Point labeling examples

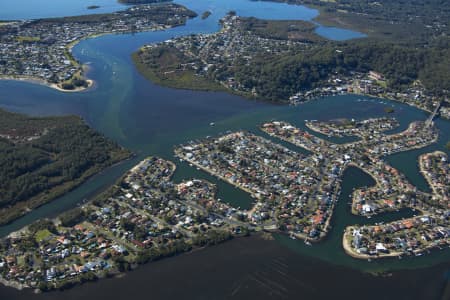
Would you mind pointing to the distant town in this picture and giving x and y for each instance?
(40, 50)
(211, 57)
(146, 216)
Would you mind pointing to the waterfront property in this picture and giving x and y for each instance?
(40, 50)
(146, 216)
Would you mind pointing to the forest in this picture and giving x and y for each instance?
(418, 20)
(42, 158)
(276, 78)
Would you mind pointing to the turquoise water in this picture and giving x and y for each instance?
(35, 9)
(151, 120)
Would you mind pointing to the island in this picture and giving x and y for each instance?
(287, 62)
(146, 216)
(44, 158)
(40, 50)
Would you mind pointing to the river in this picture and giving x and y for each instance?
(151, 120)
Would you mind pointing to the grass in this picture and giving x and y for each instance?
(164, 74)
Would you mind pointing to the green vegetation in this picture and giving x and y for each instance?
(389, 109)
(206, 14)
(134, 2)
(276, 78)
(284, 30)
(28, 39)
(418, 20)
(43, 158)
(42, 235)
(158, 66)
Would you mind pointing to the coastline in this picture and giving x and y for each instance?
(40, 81)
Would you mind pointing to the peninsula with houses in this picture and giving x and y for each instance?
(40, 50)
(145, 216)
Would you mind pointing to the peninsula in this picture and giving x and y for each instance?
(145, 216)
(40, 50)
(287, 62)
(44, 158)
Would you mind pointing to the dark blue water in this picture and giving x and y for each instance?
(151, 120)
(35, 9)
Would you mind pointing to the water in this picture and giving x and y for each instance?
(151, 120)
(35, 9)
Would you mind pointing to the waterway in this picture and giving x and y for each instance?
(151, 120)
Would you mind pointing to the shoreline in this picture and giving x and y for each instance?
(54, 86)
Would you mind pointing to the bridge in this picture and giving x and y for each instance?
(429, 121)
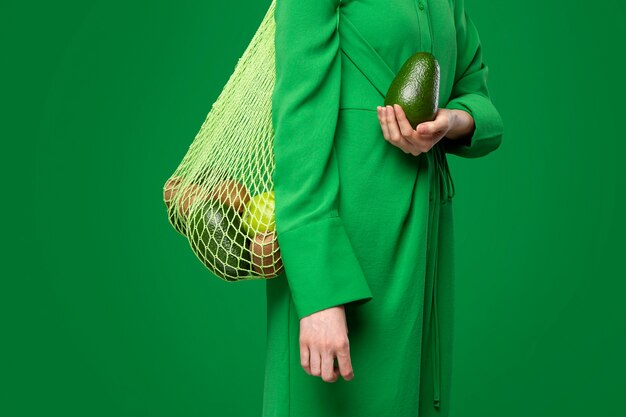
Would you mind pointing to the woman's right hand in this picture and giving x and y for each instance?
(324, 336)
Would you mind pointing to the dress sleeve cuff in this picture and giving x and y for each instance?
(487, 135)
(321, 267)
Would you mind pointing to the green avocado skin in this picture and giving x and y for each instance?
(416, 88)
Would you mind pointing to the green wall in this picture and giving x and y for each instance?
(106, 311)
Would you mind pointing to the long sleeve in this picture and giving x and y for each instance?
(470, 92)
(321, 266)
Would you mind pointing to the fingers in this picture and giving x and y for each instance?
(345, 364)
(305, 360)
(431, 132)
(392, 131)
(403, 122)
(328, 367)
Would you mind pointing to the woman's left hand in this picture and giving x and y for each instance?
(398, 131)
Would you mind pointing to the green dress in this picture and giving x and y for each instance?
(359, 222)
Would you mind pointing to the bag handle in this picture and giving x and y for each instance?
(364, 56)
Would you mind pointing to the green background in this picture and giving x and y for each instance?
(106, 311)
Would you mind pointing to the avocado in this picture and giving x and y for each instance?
(219, 241)
(416, 88)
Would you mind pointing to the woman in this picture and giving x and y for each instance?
(360, 320)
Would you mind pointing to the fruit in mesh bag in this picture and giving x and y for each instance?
(171, 188)
(258, 214)
(266, 259)
(231, 192)
(217, 238)
(188, 193)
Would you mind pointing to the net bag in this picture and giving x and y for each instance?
(221, 196)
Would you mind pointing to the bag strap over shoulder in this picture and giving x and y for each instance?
(364, 56)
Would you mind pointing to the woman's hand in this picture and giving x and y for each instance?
(398, 131)
(324, 336)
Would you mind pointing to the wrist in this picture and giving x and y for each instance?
(462, 125)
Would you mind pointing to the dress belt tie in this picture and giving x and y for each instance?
(374, 68)
(442, 191)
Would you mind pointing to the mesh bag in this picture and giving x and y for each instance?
(221, 196)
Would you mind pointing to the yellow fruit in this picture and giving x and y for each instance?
(258, 214)
(232, 193)
(266, 255)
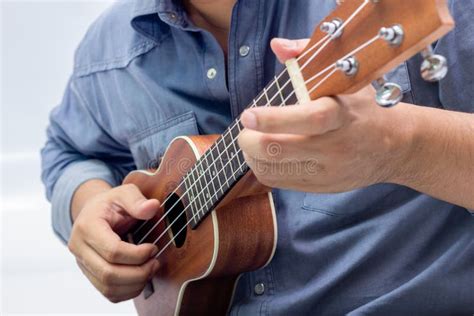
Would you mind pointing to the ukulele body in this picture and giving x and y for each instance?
(200, 269)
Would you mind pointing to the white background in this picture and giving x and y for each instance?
(39, 276)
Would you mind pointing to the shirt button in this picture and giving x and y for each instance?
(259, 289)
(212, 73)
(244, 50)
(173, 17)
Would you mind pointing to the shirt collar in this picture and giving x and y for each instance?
(148, 7)
(147, 13)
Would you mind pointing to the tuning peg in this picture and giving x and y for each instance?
(434, 67)
(349, 66)
(332, 28)
(388, 93)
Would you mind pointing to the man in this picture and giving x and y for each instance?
(396, 238)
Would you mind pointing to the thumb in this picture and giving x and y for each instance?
(131, 200)
(286, 49)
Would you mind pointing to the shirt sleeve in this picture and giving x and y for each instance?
(78, 149)
(457, 89)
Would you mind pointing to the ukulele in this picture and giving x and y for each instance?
(217, 221)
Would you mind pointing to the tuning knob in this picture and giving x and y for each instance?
(434, 67)
(388, 93)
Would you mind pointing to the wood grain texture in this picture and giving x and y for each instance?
(424, 22)
(239, 236)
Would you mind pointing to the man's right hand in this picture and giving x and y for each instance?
(119, 270)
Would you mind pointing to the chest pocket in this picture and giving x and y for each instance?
(149, 145)
(370, 198)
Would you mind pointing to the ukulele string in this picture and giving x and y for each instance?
(325, 38)
(224, 151)
(167, 245)
(324, 41)
(313, 89)
(223, 168)
(339, 31)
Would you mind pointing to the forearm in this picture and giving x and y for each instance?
(85, 192)
(440, 156)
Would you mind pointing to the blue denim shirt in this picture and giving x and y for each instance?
(144, 75)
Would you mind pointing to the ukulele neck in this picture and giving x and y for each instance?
(223, 164)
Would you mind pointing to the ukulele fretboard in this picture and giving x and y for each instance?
(223, 165)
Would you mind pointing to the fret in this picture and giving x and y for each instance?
(222, 172)
(191, 194)
(235, 146)
(217, 166)
(280, 93)
(286, 88)
(204, 194)
(240, 155)
(261, 100)
(229, 154)
(195, 197)
(210, 171)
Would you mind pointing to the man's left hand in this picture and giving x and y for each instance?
(333, 144)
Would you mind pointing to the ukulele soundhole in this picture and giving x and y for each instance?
(176, 219)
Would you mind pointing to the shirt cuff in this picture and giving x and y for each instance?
(72, 177)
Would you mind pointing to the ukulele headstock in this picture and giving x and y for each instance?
(364, 39)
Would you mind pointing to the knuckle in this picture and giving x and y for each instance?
(106, 275)
(112, 253)
(109, 293)
(114, 299)
(130, 188)
(269, 182)
(266, 146)
(317, 116)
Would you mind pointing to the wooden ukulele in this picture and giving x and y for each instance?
(217, 221)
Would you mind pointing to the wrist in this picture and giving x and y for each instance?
(405, 150)
(85, 192)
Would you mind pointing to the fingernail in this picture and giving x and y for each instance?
(249, 120)
(288, 44)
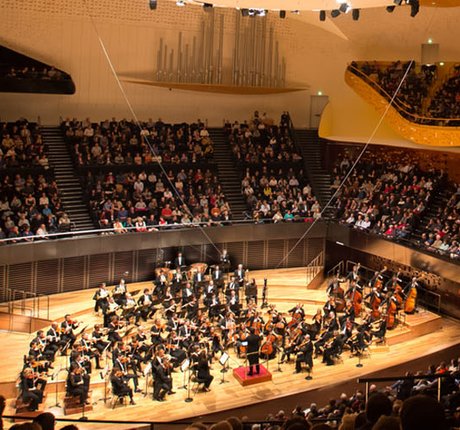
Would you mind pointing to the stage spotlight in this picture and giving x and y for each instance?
(414, 7)
(343, 7)
(335, 13)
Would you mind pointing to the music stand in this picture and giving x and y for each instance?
(223, 361)
(183, 368)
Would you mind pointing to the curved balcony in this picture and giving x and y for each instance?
(418, 129)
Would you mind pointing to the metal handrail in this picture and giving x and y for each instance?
(405, 378)
(314, 267)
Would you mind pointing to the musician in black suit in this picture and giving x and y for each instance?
(179, 261)
(203, 371)
(120, 386)
(239, 275)
(253, 352)
(304, 354)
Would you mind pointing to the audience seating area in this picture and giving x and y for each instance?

Given problem
Return all of the entries word for word, but omit the pictures.

Output
Would you mind pointing to the distant town in this picture and giving x and y for each instance?
(40, 50)
(211, 57)
(146, 216)
Would you mind pointing to the waterfront property in this picture and giving x and y for each instance?
(40, 50)
(146, 216)
Would you mind pointing to the forest in this picture and giving x and y for each instance?
(418, 20)
(42, 158)
(276, 78)
Would you mind pointing to the turquoise water in this picture and giving x and y for each instance?
(35, 9)
(151, 120)
Would you mind pointing to the island in this picture and giving x and y for each instance?
(287, 62)
(146, 216)
(44, 158)
(40, 50)
Would you mind pointing to the river in this picture and giving x and y for each instance?
(151, 120)
Would you mind pointing to the grass in this picture and giving x and y for each instance?
(164, 74)
Would you mind pointing to the green vegetation in this picture and giving x and y for each instance?
(389, 109)
(206, 14)
(134, 2)
(276, 78)
(284, 30)
(28, 39)
(418, 20)
(43, 158)
(42, 235)
(158, 66)
Would you mind pointing to the coastline in this picture and giving x and y for each instance?
(40, 81)
Would you mind pointing to the peninsula with houses in this picture and giving x and y for each instance?
(40, 50)
(145, 216)
Would you mind pointing to the peninsula in this picture and giving x and y for each instance?
(145, 216)
(40, 50)
(287, 62)
(44, 158)
Would you mind pointing to the dark blue water in this picture and giving x and y for each instance?
(151, 120)
(35, 9)
Would you mind pointing to the water in this picture and giving x and y for each instance?
(151, 120)
(35, 9)
Would you mind pointing to the waterway in this picture and giving x and y for each instance?
(151, 120)
Would you mind pointing to the shoreline in this picture and giving x and y for each instance?
(54, 86)
Would you mind pointing to the bridge in this picture and giving x and y for each instance?
(429, 121)
Would you mind pointing to the woman's right hand in this picture and giving x and y for each instance?
(324, 336)
Would you mind pointing to the dress sleeve cuff in this picture and giving x and y for each instance?
(487, 135)
(321, 267)
Would you mind pointing to the green avocado skin in this picture and giving x and y for each instance?
(416, 88)
Would you mind pointing to the green wall in this picture and giving x and y for each instance?
(106, 311)
Would you mind pointing to the long sleeve in this picture and giving x and y for each instance?
(470, 92)
(321, 266)
Would you mind pointing to the fingers in this picture and giving x and y for each instance?
(345, 364)
(305, 360)
(431, 132)
(392, 131)
(403, 122)
(328, 367)
Would you mind pointing to the woman's left hand in this picture and giving x and y for each instance?
(398, 131)
Would you mind pointing to the green dress in this picture and giving x and y for each instance?
(359, 222)
Would you mind pointing to the bag handle in this picture and giving x and y for each instance?
(364, 56)
Would you mind pointing to the green background in this picture and giving x and y for each instance?
(106, 311)
Would you mind pointing to the avocado in this picture and giving x and y for each instance?
(219, 241)
(416, 88)
Would you mind pointing to the woman in this picture and giving x and y for each instance?
(360, 320)
Would you mind pointing to the fruit in mesh bag in this picture and giving x and y for each instance?
(171, 188)
(258, 214)
(266, 259)
(231, 192)
(217, 238)
(188, 193)
Would you mind pointing to the net bag in this picture and giving x and y for each instance?
(221, 196)
Would you mind pointing to the bag strap over shoulder in this picture and giving x and y for each instance?
(364, 56)
Would you mind pointing to the woman's hand in this picture and giving x and y for each instance?
(398, 131)
(324, 336)
Would you mind pointing to the wrist in this picture and giving x and y for each instance?
(462, 125)
Would you mind pointing to the dress belt tie in this picture and giving x and y for each instance?
(374, 68)
(442, 191)
Would you mind pointing to the mesh bag in this picture and giving x and y for each instance?
(221, 196)
Would you mind pointing to the yellow fruit in this picture and giving x and y for each instance?
(258, 214)
(232, 193)
(266, 255)
Would you mind pointing to the ukulele body in this picture and giving x and y for each instance?
(200, 269)
Would you mind pointing to the white background in this picture and giving x and y for each instance?
(39, 276)
Would you mind pointing to the shirt button in this picture and giving x and y for each instance?
(259, 289)
(212, 73)
(244, 50)
(173, 17)
Would you mind pointing to the shirt collar in this picture and giving x and y for each instance?
(148, 7)
(147, 13)
Would you mind pointing to the tuning peg in this picture and giving x and y for each instance?
(434, 67)
(349, 66)
(332, 28)
(388, 93)
Would you mind pointing to the man in this picture and giving x and y for each instance?
(396, 238)
Would you mind pointing to the thumb in this picture and giving x and y for each instance?
(131, 200)
(286, 49)
Would you mind pointing to the shirt sleeve in this picture and giving x and y for each instance?
(78, 149)
(457, 89)
Would you mind pointing to the ukulele in this picture and giving x and y for each instance?
(217, 221)
Would you mind pointing to the tuning knob in this picture and giving x and y for each instance?
(434, 67)
(388, 93)
Would you mind pointing to the wood grain texture in this picture and giving x and y for each instance?
(424, 22)
(239, 236)
Would you mind pointing to the man's right hand in this picture and giving x and y for each instance?
(119, 270)
Would you mind pointing to the chest pocket in this picture and giving x and y for each instance?
(149, 145)
(370, 198)
Would you mind pointing to the ukulele string in this picture and giving x and y for each instance?
(325, 38)
(224, 151)
(167, 245)
(324, 41)
(313, 89)
(223, 168)
(339, 31)
Would you mind pointing to the forearm in this picture and giving x and y for each instance?
(85, 192)
(440, 156)
Would you mind pointing to the blue denim shirt in this picture and giving x and y for each instance?
(144, 75)
Would you mind pointing to the ukulele neck in this picture and giving x and y for each instance?
(223, 164)
Would you mind pointing to the ukulele fretboard in this picture and giving x and y for each instance?
(223, 165)
Would you mind pointing to the fret in this picture and giving x and y for each instance?
(222, 172)
(191, 194)
(235, 146)
(217, 166)
(280, 93)
(286, 88)
(204, 194)
(240, 155)
(261, 100)
(229, 154)
(195, 197)
(210, 171)
Would you mind pointing to the man's left hand in this picture and giving x and y for each instance?
(333, 144)
Would you mind pointing to the ukulele soundhole in this picture and giving x and y for each instance?
(176, 219)
Would you mind pointing to the shirt cuff in this picture and giving x and y for each instance?
(72, 177)
Would you mind pointing to the ukulele headstock in this picture and giving x and y for each instance?
(364, 39)
Would you mind pointing to the knuckle in this picture and giving x and y for each instance?
(106, 275)
(112, 253)
(109, 293)
(114, 299)
(130, 188)
(269, 182)
(266, 146)
(317, 116)
Would you mind pointing to the wooden ukulele in this picture and giving x and y for each instance?
(217, 221)
Would you mind pointing to the wrist in this picture and giving x and y for each instance?
(405, 150)
(85, 192)
Would you mind pointing to the fingernail in this picture and giving x and y for each instance?
(249, 120)
(288, 44)
Would you mind pointing to the stage spotlight in this picture and giving x and y for each instance?
(414, 7)
(343, 7)
(335, 13)
Would you mind pointing to the music stand in this picture and giving x and y for each instance?
(223, 361)
(183, 368)
Would you mind pointing to the curved balcony in this picture and giving x and y for each instance?
(418, 129)
Would you mind pointing to the metal handrail in this picture and giving x and y for each instance?
(405, 378)
(314, 267)
Would you mind pointing to the musician in black suit in this picture and giving x and y for each instance?
(179, 261)
(203, 371)
(120, 386)
(239, 275)
(253, 352)
(304, 354)
Would you mind pointing to the audience seating area in this picture and giving x and y for each instance?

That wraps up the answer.